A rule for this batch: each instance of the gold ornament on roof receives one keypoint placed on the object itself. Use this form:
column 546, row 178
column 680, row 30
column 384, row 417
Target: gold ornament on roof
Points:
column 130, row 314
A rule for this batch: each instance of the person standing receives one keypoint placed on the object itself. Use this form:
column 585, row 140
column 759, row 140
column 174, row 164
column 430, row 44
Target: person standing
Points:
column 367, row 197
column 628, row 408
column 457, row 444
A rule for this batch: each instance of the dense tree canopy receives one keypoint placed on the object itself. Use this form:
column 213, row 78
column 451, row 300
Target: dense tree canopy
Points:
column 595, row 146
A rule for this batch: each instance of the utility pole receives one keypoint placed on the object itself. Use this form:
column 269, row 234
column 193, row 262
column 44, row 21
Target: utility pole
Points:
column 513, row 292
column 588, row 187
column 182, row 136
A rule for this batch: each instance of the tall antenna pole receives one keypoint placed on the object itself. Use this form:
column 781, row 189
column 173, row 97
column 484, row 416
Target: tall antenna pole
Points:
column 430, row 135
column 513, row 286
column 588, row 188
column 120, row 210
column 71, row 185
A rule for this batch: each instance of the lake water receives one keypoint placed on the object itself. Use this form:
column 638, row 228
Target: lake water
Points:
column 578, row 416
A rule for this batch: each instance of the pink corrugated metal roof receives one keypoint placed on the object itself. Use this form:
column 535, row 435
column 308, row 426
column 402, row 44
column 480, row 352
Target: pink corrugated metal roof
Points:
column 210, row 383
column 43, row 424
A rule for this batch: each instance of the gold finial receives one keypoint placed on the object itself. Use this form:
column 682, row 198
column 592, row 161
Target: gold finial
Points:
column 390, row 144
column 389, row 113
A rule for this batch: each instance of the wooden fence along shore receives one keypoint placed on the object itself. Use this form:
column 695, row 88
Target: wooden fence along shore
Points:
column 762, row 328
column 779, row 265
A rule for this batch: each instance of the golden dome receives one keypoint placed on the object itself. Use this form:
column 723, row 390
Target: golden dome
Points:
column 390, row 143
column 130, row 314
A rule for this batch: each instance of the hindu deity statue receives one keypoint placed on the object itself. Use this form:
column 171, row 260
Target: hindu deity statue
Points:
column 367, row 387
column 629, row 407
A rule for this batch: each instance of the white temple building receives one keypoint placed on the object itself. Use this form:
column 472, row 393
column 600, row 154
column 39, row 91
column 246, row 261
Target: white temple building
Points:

## WHAT YOU SHOULD DO
Write out all of the data above again, putting "marker" in place of every "keypoint" and keeping everything else unchanged.

## RESPONSE FOR THIS EXERCISE
A rule for this batch: each instance of the gold ornament on roof receives one marker placed on the object itself. Use this form:
column 546, row 178
column 680, row 30
column 384, row 417
Target: gold ornament on roof
Points:
column 130, row 314
A rule for this batch: each instance of the person standing receives one marker placed on the object itself. Use this form:
column 585, row 140
column 759, row 140
column 174, row 164
column 430, row 44
Target: person standing
Points:
column 367, row 197
column 628, row 408
column 457, row 444
A rule for this batch: each instance of the dense tree canopy receives one marker placed on the object itself. Use this form:
column 213, row 78
column 451, row 300
Target: dense tree canopy
Points:
column 595, row 146
A rule for this batch: each instance of the utility pole receives one marker placed on the object itself. Use this form:
column 269, row 234
column 193, row 262
column 44, row 21
Target: utility pole
Points:
column 513, row 292
column 588, row 187
column 182, row 136
A rule for this batch: each instance of the tall antenna pole receives one marker placed on the object itself. Use this form:
column 781, row 189
column 173, row 97
column 484, row 416
Target: tall antenna pole
Points:
column 430, row 135
column 513, row 286
column 588, row 188
column 120, row 210
column 71, row 185
A rule for this batch: each instance of the lake water receives one marker placed on the object itself. Use this form:
column 638, row 228
Target: lake water
Points:
column 578, row 416
A rule for this batch: each instance of the pink corrugated metal roof receives one marker placed on the object itself. Use this form:
column 535, row 435
column 308, row 426
column 402, row 44
column 480, row 352
Target: pink corrugated metal roof
Points:
column 210, row 383
column 43, row 424
A rule for this batch: each instance of the gold finial receives one marker placed on the object itself. Use this form:
column 682, row 198
column 592, row 161
Target: gold finial
Points:
column 390, row 144
column 389, row 113
A rule for this batch: each instance of the wooden fence along shore receives one marker placed on the object itself. Use this form:
column 695, row 88
Target: wooden fence along shore
Points:
column 762, row 328
column 779, row 265
A rule for this batch: each instance of the golden dome receives one marker placed on the object itself. Use this form:
column 723, row 390
Target: golden dome
Points:
column 390, row 143
column 130, row 314
A rule for this batch: each instance of the hindu deity statue receives one marker placed on the object itself. Use this form:
column 171, row 260
Target: hindu deity statue
Points:
column 367, row 387
column 629, row 407
A rule for this batch: each instance of the white temple building receives one marker placed on the object itself. Use this form:
column 472, row 393
column 600, row 154
column 39, row 91
column 246, row 261
Target: white temple building
Points:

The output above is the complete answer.